_Written instruction_: Present the lines from the first one up to and including the line containing "172L62 172L62 168L55" as a Markdown table with a No. column for the row number and a Line column for the line itself, omitting any blank lines.

(Labeling and segmentation records)
※
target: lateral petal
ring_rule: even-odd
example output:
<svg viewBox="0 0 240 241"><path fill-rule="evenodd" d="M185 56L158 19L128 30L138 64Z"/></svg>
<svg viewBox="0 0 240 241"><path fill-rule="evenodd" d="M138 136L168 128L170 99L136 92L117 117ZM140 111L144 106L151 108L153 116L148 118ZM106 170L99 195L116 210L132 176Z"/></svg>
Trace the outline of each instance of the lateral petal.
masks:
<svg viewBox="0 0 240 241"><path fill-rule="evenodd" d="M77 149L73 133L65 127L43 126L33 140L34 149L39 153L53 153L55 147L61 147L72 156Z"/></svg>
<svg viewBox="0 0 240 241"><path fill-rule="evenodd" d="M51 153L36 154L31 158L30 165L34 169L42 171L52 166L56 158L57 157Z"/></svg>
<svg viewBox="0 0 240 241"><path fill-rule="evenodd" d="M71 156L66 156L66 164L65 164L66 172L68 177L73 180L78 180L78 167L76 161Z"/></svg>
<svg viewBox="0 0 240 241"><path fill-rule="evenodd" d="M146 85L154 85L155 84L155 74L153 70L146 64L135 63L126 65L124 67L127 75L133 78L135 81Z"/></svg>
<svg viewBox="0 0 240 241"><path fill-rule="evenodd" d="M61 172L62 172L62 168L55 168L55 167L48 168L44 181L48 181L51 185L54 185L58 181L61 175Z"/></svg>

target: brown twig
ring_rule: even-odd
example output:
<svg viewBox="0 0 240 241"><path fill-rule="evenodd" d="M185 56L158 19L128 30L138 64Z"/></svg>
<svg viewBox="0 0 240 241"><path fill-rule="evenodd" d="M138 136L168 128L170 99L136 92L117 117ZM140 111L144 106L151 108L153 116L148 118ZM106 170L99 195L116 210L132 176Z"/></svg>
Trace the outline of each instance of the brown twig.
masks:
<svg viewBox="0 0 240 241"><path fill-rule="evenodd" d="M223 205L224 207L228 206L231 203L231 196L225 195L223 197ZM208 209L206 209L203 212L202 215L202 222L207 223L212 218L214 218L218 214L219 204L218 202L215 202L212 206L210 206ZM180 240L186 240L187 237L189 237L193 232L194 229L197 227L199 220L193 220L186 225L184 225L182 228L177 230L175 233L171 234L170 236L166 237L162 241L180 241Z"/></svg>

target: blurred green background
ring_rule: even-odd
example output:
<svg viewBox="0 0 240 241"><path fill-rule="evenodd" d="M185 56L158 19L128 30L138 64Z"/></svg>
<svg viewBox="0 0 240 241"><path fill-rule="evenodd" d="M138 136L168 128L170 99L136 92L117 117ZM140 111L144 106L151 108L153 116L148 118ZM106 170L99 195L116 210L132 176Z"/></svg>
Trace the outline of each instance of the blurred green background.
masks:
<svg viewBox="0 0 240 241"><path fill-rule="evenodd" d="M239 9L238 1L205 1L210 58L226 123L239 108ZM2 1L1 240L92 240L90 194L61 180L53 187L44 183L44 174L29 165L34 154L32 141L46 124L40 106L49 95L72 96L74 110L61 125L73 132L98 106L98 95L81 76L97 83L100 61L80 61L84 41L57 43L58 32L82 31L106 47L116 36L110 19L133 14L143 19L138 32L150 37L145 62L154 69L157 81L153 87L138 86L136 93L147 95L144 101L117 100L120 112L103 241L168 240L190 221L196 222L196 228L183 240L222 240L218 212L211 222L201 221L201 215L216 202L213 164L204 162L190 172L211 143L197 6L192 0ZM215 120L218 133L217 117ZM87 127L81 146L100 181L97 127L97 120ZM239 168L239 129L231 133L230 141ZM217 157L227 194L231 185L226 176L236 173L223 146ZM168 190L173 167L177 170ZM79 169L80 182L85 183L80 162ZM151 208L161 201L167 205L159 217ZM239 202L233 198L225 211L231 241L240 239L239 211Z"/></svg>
※
_Final result_:
| No. | Line |
|---|---|
| 1 | target: lateral petal |
| 2 | ring_rule: even-odd |
| 3 | example output: |
| 4 | <svg viewBox="0 0 240 241"><path fill-rule="evenodd" d="M185 56L158 19L128 30L138 64Z"/></svg> |
| 5 | <svg viewBox="0 0 240 241"><path fill-rule="evenodd" d="M138 136L168 128L170 99L136 92L117 117ZM140 111L144 106L151 108L153 116L148 118ZM106 170L99 195L116 210L132 176Z"/></svg> |
| 6 | Trace the outline of each instance of the lateral petal. |
| 7 | masks: |
| 8 | <svg viewBox="0 0 240 241"><path fill-rule="evenodd" d="M77 149L73 133L65 127L43 126L33 140L34 149L39 153L53 153L55 147L61 147L72 156Z"/></svg> |
| 9 | <svg viewBox="0 0 240 241"><path fill-rule="evenodd" d="M51 153L36 154L31 158L30 165L34 169L42 171L52 166L56 158L57 157Z"/></svg> |
| 10 | <svg viewBox="0 0 240 241"><path fill-rule="evenodd" d="M71 156L66 156L66 164L65 164L66 172L68 177L73 180L78 180L78 167L76 161Z"/></svg> |
| 11 | <svg viewBox="0 0 240 241"><path fill-rule="evenodd" d="M146 85L154 85L155 84L155 74L153 70L146 64L135 63L126 65L124 67L127 75L133 78L135 81Z"/></svg> |
| 12 | <svg viewBox="0 0 240 241"><path fill-rule="evenodd" d="M61 172L62 172L62 168L55 168L55 167L48 168L44 181L48 181L51 185L54 185L58 181L61 175Z"/></svg> |